■ SET OF TASKS ■
A. Answer these questions from the passage on forking and branching, one answer per line, marked the same way.
(i) What is it called when the check-in DAG has more than one leaf?
(ii) Which check-ins show the bug fixes made by the testing team?
(iii) How does fossil implement tags internally?
B. Please reproduce the passage on forking and branching, everything from "Tags and properties are" down to "or a property.".

Forking Versus Branching

Having more than one leaf in the check-in DAG is called a "fork." This is usually undesirable and either avoided entirely, as in figure 1, or else quickly resolved as shown in figure 3. But sometimes, one does want to have multiple leaves. For example, a project might have one leaf that is the latest version of the project under development and another leaf that is the latest version that has been tested. When multiple leaves are desirable, we call this branching instead of forking. Figure 4 shows an example of a project where there are two branches, one for development work and another for testing.


Figure 4

The hypothetical scenario of figure 4 is this: The project starts and progresses to a point where (at check-in 2) it is ready to enter testing for its first release. In a real project, of course, there might be hundreds or thousands of check-ins before a project reaches this point, but for simplicity of presentation we will say that the project is ready after check-in 2. The project then splits into two branches that are used by separate teams. The testing team, using the blue branch, finds and fixes a few bugs. This is shown by check-ins 6 and 9. Meanwhile the development team, working on the top uncolored branch, is busy adding features for the second release. Of course, the development team would like to take advantage of the bug fixes implemented by the testing team. So periodically, the changes in the test branch are merged into the dev branch. This is shown by the dashed merge arrows between check-ins 6 and 7 and between check-ins 9 and 10.

In both figures 2 and 4, check-in 2 has two children. In figure 2, we call this a "fork." In diagram 4, we call it a "branch." What is the difference? As far as the internal fossil data structures are concerned, there is no difference. The distinction is in the intent. In figure 2, the fact that check-in 2 has multiple children is an accident that stems from concurrent development. In figure 4, giving check-in 2 multiple children is a deliberate act. So, to a good approximation, we define forking to be by accident and branching to be by intent. Apart from that, they are the same.

Tags And Properties

Tags and properties are used in fossil to help express the intent, and thus to distinguish between forks and branches. Figure 5 shows the same scenario as figure 4 but with tags and properties added:


Figure 5

A tag is a name that is attached to a check-in. A property is a name/value pair. Internally, fossil implements tags as properties with a NULL value. So, tags and properties really are much the same thing, and henceforth we will use the word "tag" to mean either a tag or a property.

A tag can be a one-time tag, a propagating tag or a cancellation tag. A one-time tag only applies to the check-in to which it is attached. A propagating tag applies to the check-in to which it is attached and also to all direct descendants of that check-in. A direct descendant is a descendant through direct children. Tags propagation does not cross merges. Tag propagation also stops as soon as it encounters another check-in with the same tag. A cancellation tag is attached to a single check-in in order to either override a one-time tag that was previously placed on that same check-in, or to block tag propagation from an ancestor.

■ COLLECTED DATA ■
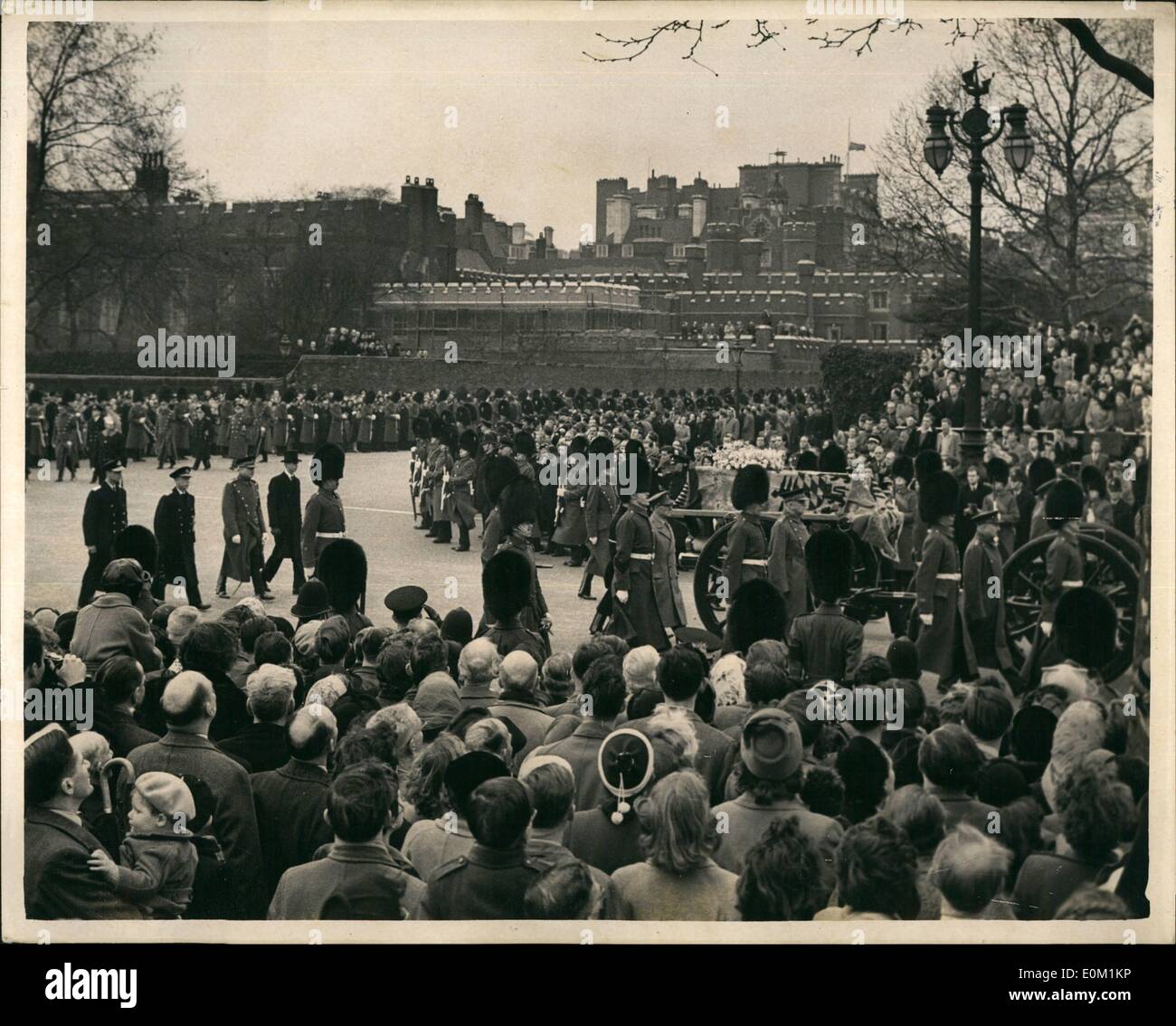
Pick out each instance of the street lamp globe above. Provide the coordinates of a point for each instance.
(937, 146)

■ OUTPUTS ■
A.
(i) A "fork."
(ii) Check-ins 6 and 9.
(iii) As properties with a NULL value.

B.
Tags and properties are used in fossil to help express the intent, and thus to distinguish between forks and branches. Figure 5 shows the same scenario as figure 4 but with tags and properties added:


Figure 5

A tag is a name that is attached to a check-in. A property is a name/value pair. Internally, fossil implements tags as properties with a NULL value. So, tags and properties really are much the same thing, and henceforth we will use the word "tag" to mean either a tag or a property.